- EXERCISE MATERIALS:
(begin)
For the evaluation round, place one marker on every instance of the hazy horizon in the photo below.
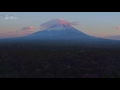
(100, 24)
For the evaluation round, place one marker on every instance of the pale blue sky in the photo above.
(93, 23)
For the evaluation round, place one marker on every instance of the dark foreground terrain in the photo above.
(28, 60)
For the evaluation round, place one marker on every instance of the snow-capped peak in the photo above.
(60, 26)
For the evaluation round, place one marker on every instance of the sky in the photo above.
(100, 24)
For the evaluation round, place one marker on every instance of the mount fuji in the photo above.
(60, 30)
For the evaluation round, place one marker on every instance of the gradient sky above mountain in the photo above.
(99, 24)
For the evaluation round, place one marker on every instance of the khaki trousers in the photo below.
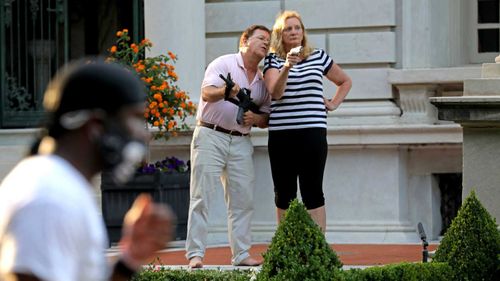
(219, 160)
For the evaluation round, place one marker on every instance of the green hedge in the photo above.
(395, 272)
(162, 274)
(472, 243)
(299, 250)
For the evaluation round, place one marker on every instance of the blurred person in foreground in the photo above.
(50, 226)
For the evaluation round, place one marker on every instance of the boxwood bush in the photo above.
(401, 271)
(472, 243)
(298, 250)
(395, 272)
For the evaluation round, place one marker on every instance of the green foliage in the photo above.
(298, 250)
(472, 243)
(161, 274)
(403, 271)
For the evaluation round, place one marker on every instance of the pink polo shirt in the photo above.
(223, 113)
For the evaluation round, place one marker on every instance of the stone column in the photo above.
(179, 26)
(478, 112)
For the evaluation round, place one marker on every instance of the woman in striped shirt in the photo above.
(293, 74)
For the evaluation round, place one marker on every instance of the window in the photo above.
(485, 27)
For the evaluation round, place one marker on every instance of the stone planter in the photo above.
(168, 188)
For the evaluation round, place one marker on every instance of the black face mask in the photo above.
(119, 152)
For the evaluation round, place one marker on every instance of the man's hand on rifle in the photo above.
(234, 91)
(249, 118)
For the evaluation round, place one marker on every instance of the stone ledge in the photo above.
(354, 135)
(433, 75)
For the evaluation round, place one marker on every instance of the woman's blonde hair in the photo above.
(277, 46)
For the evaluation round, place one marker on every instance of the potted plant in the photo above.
(165, 112)
(167, 181)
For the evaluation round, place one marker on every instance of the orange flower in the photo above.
(167, 104)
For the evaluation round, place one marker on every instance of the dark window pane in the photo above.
(487, 11)
(487, 40)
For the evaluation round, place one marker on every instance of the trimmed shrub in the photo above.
(472, 243)
(298, 250)
(402, 271)
(161, 274)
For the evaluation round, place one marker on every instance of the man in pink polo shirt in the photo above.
(221, 149)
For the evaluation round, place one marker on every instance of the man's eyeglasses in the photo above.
(261, 38)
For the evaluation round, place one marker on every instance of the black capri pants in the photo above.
(298, 153)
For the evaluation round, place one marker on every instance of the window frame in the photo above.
(474, 26)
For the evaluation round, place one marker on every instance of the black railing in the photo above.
(33, 39)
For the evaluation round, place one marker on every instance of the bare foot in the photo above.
(195, 262)
(250, 262)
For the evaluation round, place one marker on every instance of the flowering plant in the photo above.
(166, 103)
(169, 164)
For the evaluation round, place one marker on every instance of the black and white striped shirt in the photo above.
(302, 104)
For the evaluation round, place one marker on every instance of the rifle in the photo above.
(244, 101)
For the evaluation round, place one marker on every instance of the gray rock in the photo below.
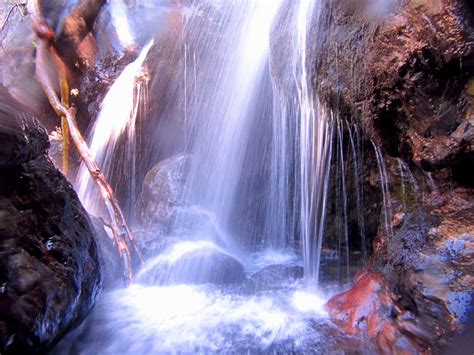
(50, 275)
(193, 262)
(161, 193)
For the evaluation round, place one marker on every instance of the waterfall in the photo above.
(315, 144)
(224, 276)
(221, 140)
(118, 114)
(357, 166)
(387, 207)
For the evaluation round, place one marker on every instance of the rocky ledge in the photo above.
(49, 265)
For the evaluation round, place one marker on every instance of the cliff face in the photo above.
(403, 73)
(406, 76)
(50, 274)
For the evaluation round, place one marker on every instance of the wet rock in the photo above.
(161, 193)
(195, 263)
(407, 84)
(50, 273)
(111, 264)
(369, 308)
(272, 277)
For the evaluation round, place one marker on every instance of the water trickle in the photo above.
(387, 207)
(245, 138)
(407, 179)
(118, 114)
(312, 144)
(345, 246)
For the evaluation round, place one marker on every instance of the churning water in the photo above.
(243, 291)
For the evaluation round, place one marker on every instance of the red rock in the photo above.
(370, 309)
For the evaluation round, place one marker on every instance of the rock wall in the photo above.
(end)
Copy exactly, and only, the lines from the one containing "trickle in the photo above." through the last line of the listing.

For the evaluation round, place one marker on every instance of the water trickle in the photo above.
(387, 207)
(245, 138)
(407, 179)
(118, 114)
(312, 144)
(345, 246)
For the evaluation round, place one marker on every instance of the churning water in the photo above.
(243, 291)
For the evaluation round, place one marker on every instance of the red rock in the photo above.
(370, 309)
For the evaluation round, place one marker on every instance of the rock wall in the photo above.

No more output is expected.